TASK BRIEF: The listing beneath should be written out in full, exactly as shown.

STORED DATA:
= = =
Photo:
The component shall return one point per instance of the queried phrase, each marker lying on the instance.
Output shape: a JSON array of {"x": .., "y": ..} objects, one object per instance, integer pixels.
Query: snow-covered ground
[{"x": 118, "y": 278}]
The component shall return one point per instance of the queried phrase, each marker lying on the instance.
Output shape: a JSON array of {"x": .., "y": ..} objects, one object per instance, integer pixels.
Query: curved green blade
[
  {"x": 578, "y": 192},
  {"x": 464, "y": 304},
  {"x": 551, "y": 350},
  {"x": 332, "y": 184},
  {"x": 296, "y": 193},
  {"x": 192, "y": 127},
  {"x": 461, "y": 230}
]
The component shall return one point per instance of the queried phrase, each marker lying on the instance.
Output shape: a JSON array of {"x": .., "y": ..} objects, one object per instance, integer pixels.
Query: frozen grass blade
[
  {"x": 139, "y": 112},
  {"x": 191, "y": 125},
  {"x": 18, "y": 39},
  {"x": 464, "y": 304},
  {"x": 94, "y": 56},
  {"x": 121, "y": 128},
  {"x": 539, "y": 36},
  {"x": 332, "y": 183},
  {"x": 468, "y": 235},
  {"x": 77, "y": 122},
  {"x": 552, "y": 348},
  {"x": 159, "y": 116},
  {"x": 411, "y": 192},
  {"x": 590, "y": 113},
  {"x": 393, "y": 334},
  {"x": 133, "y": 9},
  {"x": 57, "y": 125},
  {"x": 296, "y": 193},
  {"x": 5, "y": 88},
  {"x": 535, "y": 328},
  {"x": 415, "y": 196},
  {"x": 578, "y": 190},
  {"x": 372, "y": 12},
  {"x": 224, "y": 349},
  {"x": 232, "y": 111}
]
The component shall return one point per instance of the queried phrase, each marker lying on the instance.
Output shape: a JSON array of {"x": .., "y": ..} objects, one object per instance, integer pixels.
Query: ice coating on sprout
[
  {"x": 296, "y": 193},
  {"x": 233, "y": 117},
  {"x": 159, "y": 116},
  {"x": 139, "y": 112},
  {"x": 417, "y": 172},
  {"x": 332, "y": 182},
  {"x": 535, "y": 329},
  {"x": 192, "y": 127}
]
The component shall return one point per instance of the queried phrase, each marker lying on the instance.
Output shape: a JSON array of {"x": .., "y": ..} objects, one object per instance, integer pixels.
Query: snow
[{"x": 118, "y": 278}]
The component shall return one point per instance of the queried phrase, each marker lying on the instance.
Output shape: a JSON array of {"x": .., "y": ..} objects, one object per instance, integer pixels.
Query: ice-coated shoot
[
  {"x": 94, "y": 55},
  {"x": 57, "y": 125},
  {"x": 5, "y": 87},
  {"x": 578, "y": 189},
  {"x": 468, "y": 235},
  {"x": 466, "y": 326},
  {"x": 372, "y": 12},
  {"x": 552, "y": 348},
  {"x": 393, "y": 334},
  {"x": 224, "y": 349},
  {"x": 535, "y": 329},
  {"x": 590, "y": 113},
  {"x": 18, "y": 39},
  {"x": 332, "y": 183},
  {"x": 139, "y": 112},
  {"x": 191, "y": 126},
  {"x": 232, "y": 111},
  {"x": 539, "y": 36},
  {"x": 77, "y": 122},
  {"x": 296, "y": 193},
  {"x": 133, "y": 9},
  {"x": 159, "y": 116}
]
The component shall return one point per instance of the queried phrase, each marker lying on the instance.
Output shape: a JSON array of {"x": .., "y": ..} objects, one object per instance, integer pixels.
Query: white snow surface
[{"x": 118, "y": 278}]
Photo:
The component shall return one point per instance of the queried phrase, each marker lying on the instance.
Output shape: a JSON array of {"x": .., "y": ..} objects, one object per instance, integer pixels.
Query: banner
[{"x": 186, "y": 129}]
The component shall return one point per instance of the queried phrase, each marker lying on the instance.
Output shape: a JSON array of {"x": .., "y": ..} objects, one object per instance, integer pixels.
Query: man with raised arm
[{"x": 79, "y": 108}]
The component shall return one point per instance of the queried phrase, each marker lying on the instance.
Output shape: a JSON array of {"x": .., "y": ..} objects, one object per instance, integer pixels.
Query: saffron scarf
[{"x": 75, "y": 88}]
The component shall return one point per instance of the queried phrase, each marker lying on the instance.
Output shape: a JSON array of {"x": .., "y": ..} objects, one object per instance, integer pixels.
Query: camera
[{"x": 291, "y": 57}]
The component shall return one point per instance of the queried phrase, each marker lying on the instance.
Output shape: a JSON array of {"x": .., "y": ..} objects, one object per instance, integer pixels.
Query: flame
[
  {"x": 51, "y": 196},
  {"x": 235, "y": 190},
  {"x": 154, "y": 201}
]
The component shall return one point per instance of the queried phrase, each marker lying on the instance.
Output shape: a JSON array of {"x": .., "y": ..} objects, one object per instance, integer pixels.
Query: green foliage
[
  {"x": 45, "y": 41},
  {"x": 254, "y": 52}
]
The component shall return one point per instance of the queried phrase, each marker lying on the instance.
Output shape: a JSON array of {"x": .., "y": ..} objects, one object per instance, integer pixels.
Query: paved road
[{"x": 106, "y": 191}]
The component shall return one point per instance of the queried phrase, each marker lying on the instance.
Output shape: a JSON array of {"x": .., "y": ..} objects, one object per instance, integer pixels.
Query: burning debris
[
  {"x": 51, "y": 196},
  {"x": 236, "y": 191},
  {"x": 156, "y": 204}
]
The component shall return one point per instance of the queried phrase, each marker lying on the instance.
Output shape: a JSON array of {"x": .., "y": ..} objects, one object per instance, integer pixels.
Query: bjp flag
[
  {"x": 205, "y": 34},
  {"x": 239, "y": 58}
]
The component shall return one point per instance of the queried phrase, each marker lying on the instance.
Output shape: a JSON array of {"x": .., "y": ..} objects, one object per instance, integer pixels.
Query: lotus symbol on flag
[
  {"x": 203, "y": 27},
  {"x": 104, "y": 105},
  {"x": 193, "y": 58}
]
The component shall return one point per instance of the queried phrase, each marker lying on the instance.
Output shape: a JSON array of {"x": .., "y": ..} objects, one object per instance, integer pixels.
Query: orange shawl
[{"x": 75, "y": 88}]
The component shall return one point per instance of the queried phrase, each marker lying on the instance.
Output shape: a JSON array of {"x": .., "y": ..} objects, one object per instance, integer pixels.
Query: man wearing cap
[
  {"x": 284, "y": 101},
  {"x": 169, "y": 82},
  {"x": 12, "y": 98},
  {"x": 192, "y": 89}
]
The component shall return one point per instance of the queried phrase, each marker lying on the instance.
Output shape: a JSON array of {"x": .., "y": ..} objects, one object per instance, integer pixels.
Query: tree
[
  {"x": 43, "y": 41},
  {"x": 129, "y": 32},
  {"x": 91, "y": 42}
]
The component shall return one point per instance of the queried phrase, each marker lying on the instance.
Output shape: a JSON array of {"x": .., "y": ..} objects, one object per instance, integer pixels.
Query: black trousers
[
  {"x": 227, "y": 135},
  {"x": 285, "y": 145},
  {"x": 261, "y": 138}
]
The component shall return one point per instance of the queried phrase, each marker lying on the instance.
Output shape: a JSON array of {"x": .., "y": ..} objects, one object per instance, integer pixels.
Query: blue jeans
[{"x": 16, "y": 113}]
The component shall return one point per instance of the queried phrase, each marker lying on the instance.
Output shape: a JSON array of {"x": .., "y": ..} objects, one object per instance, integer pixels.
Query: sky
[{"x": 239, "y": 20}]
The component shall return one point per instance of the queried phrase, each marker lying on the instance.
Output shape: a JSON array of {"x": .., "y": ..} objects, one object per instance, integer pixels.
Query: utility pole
= = =
EXPECTED ANSWER:
Photo:
The component shall return one point per instance of the queried phrase, each marker lying on the instance.
Output shape: a JSON array of {"x": .., "y": ..} objects, one object per instance, integer pixels.
Query: snow-covered ground
[{"x": 118, "y": 278}]
The component shall return one point per instance of the queried phrase, each marker lying on the instance.
Output shape: a JSON array of {"x": .., "y": ..} objects, one object per instance, integer pixels.
Query: curved green blade
[
  {"x": 578, "y": 192},
  {"x": 464, "y": 304},
  {"x": 551, "y": 350},
  {"x": 332, "y": 184},
  {"x": 296, "y": 193},
  {"x": 192, "y": 127},
  {"x": 461, "y": 230}
]
The component shall return one point per instance of the queried phrase, each marker lying on the instance.
Output shape: a JSON array of {"x": .., "y": ..} objects, one object per instance, integer pixels.
Query: frozen grass blade
[
  {"x": 139, "y": 112},
  {"x": 191, "y": 125},
  {"x": 18, "y": 39},
  {"x": 464, "y": 304},
  {"x": 94, "y": 56},
  {"x": 121, "y": 128},
  {"x": 539, "y": 36},
  {"x": 332, "y": 183},
  {"x": 468, "y": 235},
  {"x": 77, "y": 122},
  {"x": 552, "y": 348},
  {"x": 159, "y": 116},
  {"x": 411, "y": 192},
  {"x": 590, "y": 113},
  {"x": 393, "y": 334},
  {"x": 133, "y": 9},
  {"x": 57, "y": 125},
  {"x": 296, "y": 193},
  {"x": 5, "y": 88},
  {"x": 535, "y": 328},
  {"x": 415, "y": 196},
  {"x": 578, "y": 190},
  {"x": 372, "y": 12},
  {"x": 224, "y": 349},
  {"x": 232, "y": 111}
]
The component shall return one point per instance of the queried phrase, each marker lying on the instance.
Output shape: a JSON array of {"x": .., "y": ..} objects, one object per instance, integer pixels.
Query: ice coating on sprout
[
  {"x": 296, "y": 193},
  {"x": 233, "y": 117},
  {"x": 159, "y": 116},
  {"x": 139, "y": 112},
  {"x": 417, "y": 172},
  {"x": 332, "y": 182},
  {"x": 535, "y": 329},
  {"x": 192, "y": 127}
]
The component shall return one point per instance of the queried phrase, each marker lying on the instance.
Output shape: a JSON array of {"x": .., "y": ..} objects, one object per instance, integer pixels.
Query: snow
[{"x": 118, "y": 278}]
The component shall return one point per instance of the queried phrase, each marker lying on the instance.
Output shape: a JSON array of {"x": .., "y": ..} objects, one object per instance, integer pixels.
Query: ice-coated shoot
[
  {"x": 94, "y": 55},
  {"x": 57, "y": 125},
  {"x": 5, "y": 87},
  {"x": 578, "y": 189},
  {"x": 468, "y": 235},
  {"x": 466, "y": 326},
  {"x": 372, "y": 12},
  {"x": 552, "y": 348},
  {"x": 393, "y": 334},
  {"x": 224, "y": 349},
  {"x": 535, "y": 329},
  {"x": 590, "y": 113},
  {"x": 18, "y": 39},
  {"x": 332, "y": 183},
  {"x": 139, "y": 112},
  {"x": 191, "y": 126},
  {"x": 232, "y": 111},
  {"x": 539, "y": 36},
  {"x": 77, "y": 122},
  {"x": 296, "y": 193},
  {"x": 133, "y": 9},
  {"x": 159, "y": 116}
]
The component shall return one point per instance of the queried phrase, each marker lying on the instance.
Output shape: a JSON array of {"x": .., "y": ..} objects, one object per instance, integer pixels.
Query: white snow surface
[{"x": 118, "y": 278}]
Photo:
The component shall return one point per instance of the queried phrase, each marker lying on the instance.
Output shape: a JSON array of {"x": .., "y": ..} objects, one object per instance, integer pixels.
Query: banner
[{"x": 186, "y": 129}]
The component shall return one point per instance of the queried phrase, each marker lying on the instance.
Output shape: a JSON array of {"x": .., "y": ..} objects, one object per instance, integer pixels.
Query: man with raised arm
[{"x": 79, "y": 108}]
The component shall return one point per instance of the queried phrase, each marker lying on the instance.
Output shape: a JSON array of {"x": .., "y": ..} objects, one object per instance, integer pixels.
Query: saffron scarf
[{"x": 75, "y": 88}]
The component shall return one point per instance of the queried phrase, each marker lying on the instance.
Output shape: a JSON array of {"x": .., "y": ..} objects, one object per instance, integer pixels.
Query: camera
[{"x": 291, "y": 57}]
The component shall return one point per instance of the queried phrase, each marker lying on the instance.
Output shape: a JSON array of {"x": .., "y": ..} objects, one object per instance, integer pixels.
Query: flame
[
  {"x": 51, "y": 196},
  {"x": 235, "y": 190},
  {"x": 154, "y": 201}
]
The component shall return one point per instance of the queried phrase, each marker lying on the instance.
Output shape: a JSON array of {"x": .., "y": ..} objects, one object per instance, integer pixels.
Query: green foliage
[
  {"x": 45, "y": 41},
  {"x": 254, "y": 52}
]
The component shall return one point per instance of the queried phrase, each marker lying on the instance.
Output shape: a JSON array of {"x": .., "y": ..} objects, one object per instance, integer pixels.
Query: paved road
[{"x": 106, "y": 191}]
The component shall return one point per instance of the queried phrase, each marker lying on the instance.
Output shape: a JSON array of {"x": .., "y": ..} objects, one object per instance, integer pixels.
Query: burning debris
[
  {"x": 51, "y": 196},
  {"x": 236, "y": 191},
  {"x": 156, "y": 204}
]
The component shall return one point per instance of the queried phrase, each marker lying on the instance.
Output shape: a JSON array of {"x": .., "y": ..} objects, one object per instance, integer pixels.
Query: bjp flag
[
  {"x": 205, "y": 34},
  {"x": 239, "y": 58}
]
The component shall return one point per instance of the queried phrase, each marker lying on the instance.
Output shape: a JSON array of {"x": .., "y": ..} objects, one object per instance, integer pixels.
Query: lotus symbol on flag
[
  {"x": 203, "y": 27},
  {"x": 104, "y": 105},
  {"x": 193, "y": 58}
]
The component shall return one point per instance of the queried phrase, each marker lying on the instance.
Output shape: a JSON array of {"x": .., "y": ..} objects, one object per instance, integer pixels.
Query: orange shawl
[{"x": 75, "y": 88}]
The component shall return one point per instance of the queried phrase, each marker lying on the instance.
Output shape: a JSON array of {"x": .., "y": ..} objects, one object per instance, integer pixels.
Query: man wearing cap
[
  {"x": 284, "y": 101},
  {"x": 169, "y": 82},
  {"x": 12, "y": 98},
  {"x": 192, "y": 89}
]
The component shall return one point per instance of the queried phrase, each marker lying on the instance.
Output shape: a JSON array of {"x": .., "y": ..} objects, one object per instance, integer pixels.
Query: tree
[
  {"x": 43, "y": 41},
  {"x": 129, "y": 32},
  {"x": 91, "y": 42}
]
The component shall return one point per instance of the queried phrase, each marker lying on the instance.
Output shape: a JSON array of {"x": .., "y": ..} objects, one object per instance, integer pixels.
Query: black trousers
[
  {"x": 227, "y": 135},
  {"x": 285, "y": 145},
  {"x": 261, "y": 138}
]
The component shall return one point per instance of the queried phrase, each marker lying on the instance.
Output shape: a JSON array of {"x": .., "y": ..} objects, one object per instance, integer pixels.
Query: blue jeans
[{"x": 16, "y": 113}]
The component shall return one point per instance of the queried phrase, each marker lying on the instance.
Output shape: a JSON array of {"x": .., "y": ..} objects, one object per instance, integer pixels.
Query: sky
[{"x": 239, "y": 20}]
The component shall return one point per instance of the queried phrase, each marker lying on the instance.
Output shape: a JSON array of {"x": .., "y": ..} objects, one object per instance, integer pixels.
Query: utility pole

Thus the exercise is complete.